> **Task brief**
Print the rows between the line holding "the bird's tail." and the line holding "[104,21,107,24]", inclusive, with nothing changed.

> **Record list**
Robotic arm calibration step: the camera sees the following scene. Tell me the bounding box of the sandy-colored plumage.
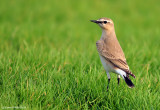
[91,18,135,88]
[92,18,135,77]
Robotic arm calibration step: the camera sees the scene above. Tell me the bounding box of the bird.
[90,17,136,90]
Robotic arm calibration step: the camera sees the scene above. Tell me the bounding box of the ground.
[0,0,160,110]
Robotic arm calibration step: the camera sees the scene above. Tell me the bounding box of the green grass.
[0,0,160,110]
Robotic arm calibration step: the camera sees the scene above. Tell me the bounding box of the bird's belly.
[99,55,114,72]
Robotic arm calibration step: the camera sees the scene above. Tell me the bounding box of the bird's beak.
[90,20,102,24]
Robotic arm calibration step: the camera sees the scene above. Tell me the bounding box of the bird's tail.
[124,76,134,88]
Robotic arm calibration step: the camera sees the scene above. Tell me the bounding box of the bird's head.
[91,18,114,30]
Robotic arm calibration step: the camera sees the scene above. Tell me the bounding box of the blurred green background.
[0,0,160,109]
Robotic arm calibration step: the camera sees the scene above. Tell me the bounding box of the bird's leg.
[107,72,111,90]
[117,75,120,85]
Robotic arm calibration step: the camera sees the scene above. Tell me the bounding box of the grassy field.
[0,0,160,110]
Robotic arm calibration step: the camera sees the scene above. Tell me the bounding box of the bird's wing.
[96,40,130,73]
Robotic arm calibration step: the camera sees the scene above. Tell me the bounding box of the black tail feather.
[124,76,134,88]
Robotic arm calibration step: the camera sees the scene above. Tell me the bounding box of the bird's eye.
[104,21,107,24]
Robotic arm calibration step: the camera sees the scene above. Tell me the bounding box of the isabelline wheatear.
[91,18,135,89]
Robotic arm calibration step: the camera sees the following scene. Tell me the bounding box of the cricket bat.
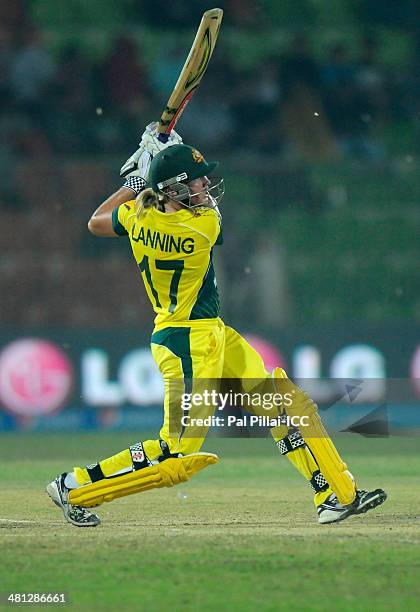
[157,8,223,142]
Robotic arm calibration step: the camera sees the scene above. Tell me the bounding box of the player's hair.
[135,187,165,219]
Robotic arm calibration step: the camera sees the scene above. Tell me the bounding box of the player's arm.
[88,185,133,238]
[88,123,182,238]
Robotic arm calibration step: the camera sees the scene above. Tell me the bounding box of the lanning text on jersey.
[131,225,195,255]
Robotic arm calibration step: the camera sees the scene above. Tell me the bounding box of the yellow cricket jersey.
[112,200,222,330]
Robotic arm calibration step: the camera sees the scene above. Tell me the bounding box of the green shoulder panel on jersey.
[112,206,127,236]
[190,251,220,320]
[151,327,193,379]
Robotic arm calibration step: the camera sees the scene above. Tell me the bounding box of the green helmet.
[149,144,219,192]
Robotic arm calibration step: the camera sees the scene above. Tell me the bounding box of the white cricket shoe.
[46,474,101,527]
[317,489,387,525]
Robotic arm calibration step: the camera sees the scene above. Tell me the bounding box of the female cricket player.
[47,124,386,527]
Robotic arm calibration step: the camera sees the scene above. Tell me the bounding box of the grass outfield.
[0,433,420,612]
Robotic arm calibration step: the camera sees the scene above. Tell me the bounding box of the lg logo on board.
[0,339,73,416]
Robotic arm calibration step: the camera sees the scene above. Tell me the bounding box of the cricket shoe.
[317,489,387,525]
[46,474,101,527]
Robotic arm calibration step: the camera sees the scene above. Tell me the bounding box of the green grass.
[0,433,420,612]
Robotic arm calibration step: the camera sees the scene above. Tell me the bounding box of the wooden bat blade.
[157,8,223,139]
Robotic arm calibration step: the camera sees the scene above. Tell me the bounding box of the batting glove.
[120,122,182,194]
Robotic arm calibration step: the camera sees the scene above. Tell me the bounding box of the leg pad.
[273,368,356,505]
[69,453,219,508]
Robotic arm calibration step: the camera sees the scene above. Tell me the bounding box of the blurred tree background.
[0,0,420,329]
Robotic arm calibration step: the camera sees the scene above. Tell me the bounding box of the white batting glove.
[120,121,182,193]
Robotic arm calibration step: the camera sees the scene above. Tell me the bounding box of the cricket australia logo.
[191,149,204,164]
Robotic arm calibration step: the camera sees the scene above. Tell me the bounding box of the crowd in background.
[0,2,419,161]
[0,0,420,326]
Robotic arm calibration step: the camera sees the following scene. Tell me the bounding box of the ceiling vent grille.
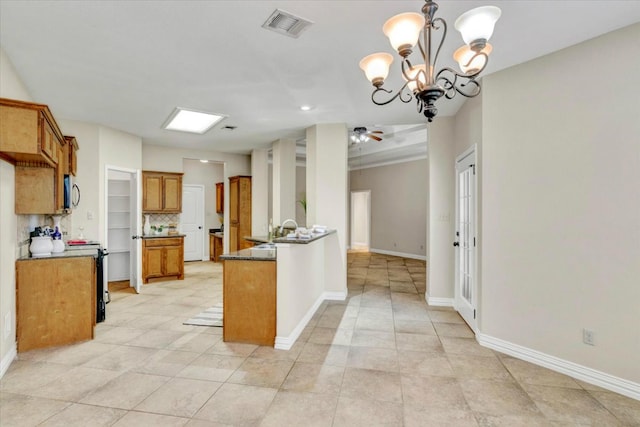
[262,9,313,38]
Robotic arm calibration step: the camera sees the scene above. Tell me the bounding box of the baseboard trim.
[0,342,18,378]
[273,291,347,350]
[425,295,453,307]
[369,248,427,261]
[476,333,640,400]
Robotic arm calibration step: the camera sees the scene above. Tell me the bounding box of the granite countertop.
[244,230,336,245]
[220,248,276,261]
[18,248,98,261]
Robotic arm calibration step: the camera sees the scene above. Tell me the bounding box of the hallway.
[0,252,640,427]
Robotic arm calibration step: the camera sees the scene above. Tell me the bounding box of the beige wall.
[349,159,429,259]
[0,48,33,377]
[182,159,224,259]
[480,24,640,383]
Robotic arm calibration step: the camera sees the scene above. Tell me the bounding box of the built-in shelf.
[107,179,132,281]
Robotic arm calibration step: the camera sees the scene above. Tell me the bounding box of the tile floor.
[0,253,640,427]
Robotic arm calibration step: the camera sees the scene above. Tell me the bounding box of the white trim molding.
[369,248,427,261]
[476,333,640,400]
[425,294,453,307]
[273,292,347,350]
[0,342,18,378]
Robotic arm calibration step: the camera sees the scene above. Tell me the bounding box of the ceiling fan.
[349,126,384,144]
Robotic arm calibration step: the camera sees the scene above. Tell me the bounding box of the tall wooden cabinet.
[225,176,253,252]
[142,236,184,283]
[142,171,182,213]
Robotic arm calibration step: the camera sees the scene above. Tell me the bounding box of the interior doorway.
[180,184,206,261]
[454,145,478,331]
[103,165,142,292]
[351,190,371,250]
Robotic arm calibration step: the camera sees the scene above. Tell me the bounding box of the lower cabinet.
[222,260,276,347]
[142,236,184,283]
[16,256,96,352]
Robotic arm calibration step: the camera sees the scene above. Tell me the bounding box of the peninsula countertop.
[220,247,276,261]
[244,230,336,245]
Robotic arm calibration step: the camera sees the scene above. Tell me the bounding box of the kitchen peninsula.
[220,230,346,350]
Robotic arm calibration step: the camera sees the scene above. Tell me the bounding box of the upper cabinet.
[142,171,182,213]
[0,98,78,214]
[216,182,224,214]
[0,98,64,167]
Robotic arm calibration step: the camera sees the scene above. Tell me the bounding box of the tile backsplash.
[142,214,180,231]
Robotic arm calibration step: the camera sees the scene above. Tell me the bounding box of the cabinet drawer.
[144,237,182,248]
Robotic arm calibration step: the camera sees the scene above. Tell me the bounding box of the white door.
[351,190,371,250]
[454,146,477,331]
[129,170,142,293]
[180,184,204,261]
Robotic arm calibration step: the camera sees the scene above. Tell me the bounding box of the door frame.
[180,184,208,261]
[349,190,371,250]
[453,144,480,333]
[103,165,142,293]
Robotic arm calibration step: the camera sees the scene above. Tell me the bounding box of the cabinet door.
[216,182,224,214]
[40,116,60,164]
[162,175,182,212]
[15,166,57,214]
[164,246,184,276]
[142,173,162,212]
[229,177,240,223]
[143,246,164,280]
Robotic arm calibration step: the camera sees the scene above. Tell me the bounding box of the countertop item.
[18,247,98,260]
[244,230,336,245]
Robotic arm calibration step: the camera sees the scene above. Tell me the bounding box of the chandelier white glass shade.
[360,0,501,122]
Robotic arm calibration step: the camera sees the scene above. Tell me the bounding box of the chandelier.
[360,0,501,122]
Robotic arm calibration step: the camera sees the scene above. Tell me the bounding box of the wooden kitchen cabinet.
[216,182,224,214]
[142,236,184,283]
[225,176,253,252]
[16,256,96,352]
[222,260,276,347]
[0,98,63,167]
[0,98,78,215]
[142,171,182,213]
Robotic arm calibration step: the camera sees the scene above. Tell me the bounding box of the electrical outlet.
[582,329,596,345]
[4,313,11,340]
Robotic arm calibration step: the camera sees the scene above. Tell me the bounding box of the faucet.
[280,219,298,236]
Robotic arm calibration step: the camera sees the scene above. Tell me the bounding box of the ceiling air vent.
[262,9,313,38]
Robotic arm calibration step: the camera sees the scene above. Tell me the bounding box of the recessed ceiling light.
[162,107,227,135]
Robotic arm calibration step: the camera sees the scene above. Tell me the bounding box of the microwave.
[63,175,80,209]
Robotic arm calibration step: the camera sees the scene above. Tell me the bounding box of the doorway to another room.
[351,190,371,251]
[454,146,478,331]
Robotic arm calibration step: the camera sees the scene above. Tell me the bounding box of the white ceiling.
[0,0,640,166]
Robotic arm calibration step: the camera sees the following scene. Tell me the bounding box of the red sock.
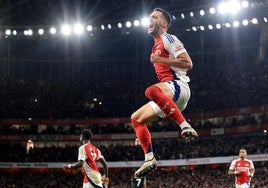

> **Finished exercise**
Robotic arm calibration step: the camera sees the scene above. Tell me the bounding box of the bird's tail.
[124,76,134,88]
Robotic arm calibration step: the camera sees the scene above. Tell me the bounding box of the bird's head.
[91,18,114,30]
Robotic arm calibration step: the camera sees the scene above. Tell me the bounding box of the blurred green background.
[0,0,160,109]
Robotic arm calibration step: the camera sees the scene above. Tell me the bounding box of the bird's leg.
[107,72,111,90]
[117,75,120,85]
Robotic arm calibration step: the camera sees the scene above. Tell me the bounding box of the grassy field.
[0,0,160,110]
Robotic arm calibration step: the camera sees the scene above. Tell me the bounding box of the bird's wing.
[96,40,130,73]
Robotic arm calibration step: the camera sees the scene above. Tell me the bounding box of the black tail feather.
[124,76,134,88]
Robotic arm calibration step: the camera sees the scene above. Tell me the bounding box of the bird's eye.
[104,21,107,24]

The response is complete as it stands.